Task description: Write out each record again exactly as it stands.

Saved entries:
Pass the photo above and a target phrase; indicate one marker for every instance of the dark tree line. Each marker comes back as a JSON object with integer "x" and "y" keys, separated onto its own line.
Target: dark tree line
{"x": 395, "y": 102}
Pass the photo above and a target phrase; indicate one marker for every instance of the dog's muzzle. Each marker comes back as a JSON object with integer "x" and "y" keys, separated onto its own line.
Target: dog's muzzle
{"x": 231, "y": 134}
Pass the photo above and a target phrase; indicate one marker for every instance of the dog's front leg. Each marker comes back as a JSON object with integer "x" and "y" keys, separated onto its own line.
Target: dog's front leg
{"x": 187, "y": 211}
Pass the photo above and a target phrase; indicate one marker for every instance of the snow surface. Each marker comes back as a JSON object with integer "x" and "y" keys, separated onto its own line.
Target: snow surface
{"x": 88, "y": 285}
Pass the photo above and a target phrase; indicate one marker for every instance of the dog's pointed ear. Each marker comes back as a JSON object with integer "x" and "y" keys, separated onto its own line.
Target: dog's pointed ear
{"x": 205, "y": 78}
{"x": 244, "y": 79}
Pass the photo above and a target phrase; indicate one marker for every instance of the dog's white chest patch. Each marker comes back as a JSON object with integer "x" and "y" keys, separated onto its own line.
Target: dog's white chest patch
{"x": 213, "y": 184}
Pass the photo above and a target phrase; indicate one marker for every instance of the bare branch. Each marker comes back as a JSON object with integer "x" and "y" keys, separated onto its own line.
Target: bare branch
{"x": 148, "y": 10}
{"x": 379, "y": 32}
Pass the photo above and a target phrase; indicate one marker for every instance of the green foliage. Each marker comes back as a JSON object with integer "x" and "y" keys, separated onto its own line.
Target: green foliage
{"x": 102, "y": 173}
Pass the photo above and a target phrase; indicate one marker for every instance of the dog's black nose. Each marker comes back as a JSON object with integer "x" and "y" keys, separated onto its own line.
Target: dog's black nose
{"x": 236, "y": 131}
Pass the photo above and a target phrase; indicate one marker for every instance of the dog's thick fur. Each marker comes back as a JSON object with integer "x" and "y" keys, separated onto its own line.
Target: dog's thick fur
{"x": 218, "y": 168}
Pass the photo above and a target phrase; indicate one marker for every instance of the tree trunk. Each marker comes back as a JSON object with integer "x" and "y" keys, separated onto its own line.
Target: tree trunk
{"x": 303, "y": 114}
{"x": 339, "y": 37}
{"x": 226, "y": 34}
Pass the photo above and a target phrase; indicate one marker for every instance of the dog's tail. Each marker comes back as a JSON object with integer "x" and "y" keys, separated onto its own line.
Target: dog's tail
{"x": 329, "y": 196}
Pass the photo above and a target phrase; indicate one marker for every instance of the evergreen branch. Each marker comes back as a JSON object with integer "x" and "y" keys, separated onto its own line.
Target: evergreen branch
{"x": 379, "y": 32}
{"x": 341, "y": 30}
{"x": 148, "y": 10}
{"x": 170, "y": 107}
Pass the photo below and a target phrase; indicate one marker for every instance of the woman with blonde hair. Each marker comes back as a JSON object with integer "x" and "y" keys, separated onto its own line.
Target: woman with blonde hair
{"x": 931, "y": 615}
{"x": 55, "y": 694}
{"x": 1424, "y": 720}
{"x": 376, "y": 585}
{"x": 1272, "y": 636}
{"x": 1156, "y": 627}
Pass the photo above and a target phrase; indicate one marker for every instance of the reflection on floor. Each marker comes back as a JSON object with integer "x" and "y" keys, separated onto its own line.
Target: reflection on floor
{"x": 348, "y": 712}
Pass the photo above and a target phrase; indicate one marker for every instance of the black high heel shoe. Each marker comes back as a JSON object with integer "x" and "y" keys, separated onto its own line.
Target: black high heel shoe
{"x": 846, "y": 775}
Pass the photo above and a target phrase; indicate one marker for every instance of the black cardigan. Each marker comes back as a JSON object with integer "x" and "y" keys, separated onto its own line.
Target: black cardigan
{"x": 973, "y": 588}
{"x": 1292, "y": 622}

Written response:
Pass the photo above and a target phrase; indicate one marker for every instance of the dark tree line. Each marker comes back as a JSON object with integer "x" and "y" keys, separated onto its own line.
Target: dark tree line
{"x": 395, "y": 102}
Pass the photo above and a target phrase; indicate one marker for every instance of the dog's muzzle. Each marker comes back as a JSON object with integer "x" and "y" keys, separated onto its own line.
Target: dog's muzzle
{"x": 231, "y": 134}
Pass the photo above and a target phrase; indicate one marker for every instance of the dog's front leg. Each marker comes back as a JSON object with integer "x" and "y" keys, separated onto its own line.
Target: dog's front leg
{"x": 187, "y": 211}
Pass the photo above and a target phrase; indicate one marker for every instance of the snow surface. Each marker comes back as a JSON object with integer "x" and "y" keys, separated onto its own line.
Target: snow surface
{"x": 88, "y": 285}
Pass the photo above and a target phrase; indicate one marker for every instance of the dog's pointed ear. Each marker comes back as a JSON object with integer "x" and "y" keys, separated onto its own line.
Target: dog's pointed ear
{"x": 205, "y": 78}
{"x": 244, "y": 79}
Pass the photo above and a target phrase; indicate one marker for every instance of the dog's white chest patch. Each marker comes back as a JSON object with integer "x" and "y" keys, separated onto its own line.
Target: dog's white chest patch
{"x": 213, "y": 184}
Pass the photo above and a target phrase; indicate one marker for every instance of the bare branch. Each marker comes back as a JSON object with integer "x" and "y" keys, separated onto its own line.
Target: bare branch
{"x": 148, "y": 10}
{"x": 379, "y": 32}
Pass the photo above and a target phrase; indicate one marker for every instance of the green foliage. Each marker comes back as a JSON object with integer "x" and "y" keys, separated onto its own line.
Target: green foliage
{"x": 102, "y": 173}
Pass the photo above and a target phrase; indicate one marker for every instance of the dog's black nose. Each marker comes back as a JSON object with integer "x" and "y" keys, separated onto its own line.
Target: dog's black nose
{"x": 236, "y": 131}
Pass the photo above and a target phrase; indicate one marker for every instance of the dog's thick fur. Each marker comes back as a JSON object with integer "x" and "y" keys, separated onto its own line.
Target: dog's thick fur
{"x": 218, "y": 168}
Pass the photo above and a target phrase; indicate one marker for every instance of the tree trunk. Each marker comes back as a JSON object with integer "x" and "y" keys, separated onto its own line.
Target: tree trunk
{"x": 303, "y": 114}
{"x": 339, "y": 37}
{"x": 226, "y": 34}
Pass the photo above and a target phrase; indicate one marker for every instance of the dog's tail. Each marker comes back as a JSON object with integer "x" and "y" keys, separated onto its own line.
Target: dog's tail
{"x": 329, "y": 196}
Pass the photo above and a target phrase; indicate one marker for every instance of the evergreen branch. Each marker comes back as a JSON object with integer "x" and "y" keys, separated onto its own line.
Target: evergreen branch
{"x": 379, "y": 32}
{"x": 341, "y": 30}
{"x": 148, "y": 10}
{"x": 170, "y": 107}
Pass the photo below and a target phrase; indicate one marker for every instance of the woman with blonde hair. Each marker comes back as a JSON object with integer "x" and "y" keys, separated onto its own line.
Target: woman with blonde hair
{"x": 931, "y": 615}
{"x": 55, "y": 694}
{"x": 1424, "y": 720}
{"x": 376, "y": 585}
{"x": 1272, "y": 636}
{"x": 1156, "y": 627}
Pass the photo above and a target phrase; indicate one marker for every instance of the reflection on floor. Each marker comes back as a JSON object with integer "x" and "y" keys, separated onto its own line.
Target: reflection on floor
{"x": 348, "y": 712}
Pass the photo above and a target phrase; indicate one marker for every instance of the black high heel shoe. Each marker comes back as a JSON object with integer "x" and "y" keys, separated onto its own line.
Target: black high heel shoe
{"x": 846, "y": 775}
Pass the photo above and a target phrase; indicate one marker for every instance of the black cardigan. Each marker comes back as a JSON object with integer "x" and "y" keys, separated onto its own line.
Target: black cardigan
{"x": 973, "y": 588}
{"x": 1292, "y": 622}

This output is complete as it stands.